--- Start of Passage ---

Can someone breakdown these expressions for me, and how they differ from one another?
In both of your cases, ^ is just the start of the line (since it's not used inside a character class). Since both ^ and the lookahead are zero-width assertions, we can switch them around in the first case - I think that makes it a bit easier to explain:
^(?!.*localhost).*$
The ^ anchors the expression to the beginning of the string. The lookahead then starts from that position and tries to find localhost anywhere the string (the "anywhere" is taken care of by the .* in front of localhost). If that localhost can be found, the subexpression of the lookahead matches and therefore the negative lookahead causes the pattern to fail. Since the lookahead is bound to start at the beginning of the string by the adjacent ^ this means, the pattern overall cannot match. If, however the .*localhost does not match (and hence localhost does not occur in the string), the lookahead succeeds, and the .*$ simply takes care of matching the rest of the string.
Now the other one
^((?!localhost).)*$
This time the lookahead only checks at the current position (there is no .* inside it). But the lookahead is repeated for every single character. This way it does check every single position again. Here is roughly what happens: the ^ makes sure that we're starting at the beginning of the string again. The lookahead checks whether the word localhost is found at that position. If not, all is well, and . consumes one character. The * then repeats both of those steps. We are now one character further in the string, and the lookahead checks whether the second character starts the word localhost - again, if not, all is well, and . consumes another character. This is done for every single character in the string, until we reach the end.
In this particular case both methods are equivalent, and you could select one based on performance (if it matters) or readability (if not; probably the first one). However, in other cases the second variant is preferable, because it allows you to do this repetition for a fixed part of the string, whereas the first variant will always check the entire string.
You can get them easily explained online. The first:
NODE EXPLANATION
--------------------------------------------------------------------------------
(?! look ahead to see if there is not:
--------------------------------------------------------------------------------
.* any character except \n (0 or more times
(matching the most amount possible))
--------------------------------------------------------------------------------
localhost 'localhost'
--------------------------------------------------------------------------------
) end of look-ahead
--------------------------------------------------------------------------------
^ the beginning of the string
--------------------------------------------------------------------------------
.* any character except \n (0 or more times
(matching the most amount possible))

--- End of Passage ---
--- Start of Data segment ---

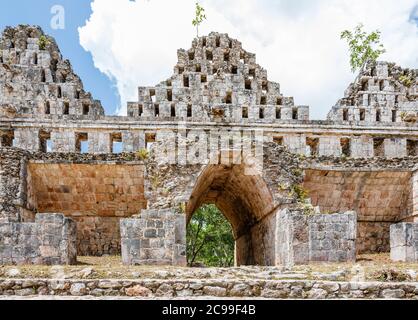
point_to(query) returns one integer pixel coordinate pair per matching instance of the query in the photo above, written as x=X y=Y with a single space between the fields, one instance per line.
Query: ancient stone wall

--- End of Data segment ---

#### Written instruction:
Copy the regex explanation starting at "In this particular" and ending at "the entire string.", changing "readability" to "clarity".

#### Result of the exercise:
In this particular case both methods are equivalent, and you could select one based on performance (if it matters) or clarity (if not; probably the first one). However, in other cases the second variant is preferable, because it allows you to do this repetition for a fixed part of the string, whereas the first variant will always check the entire string.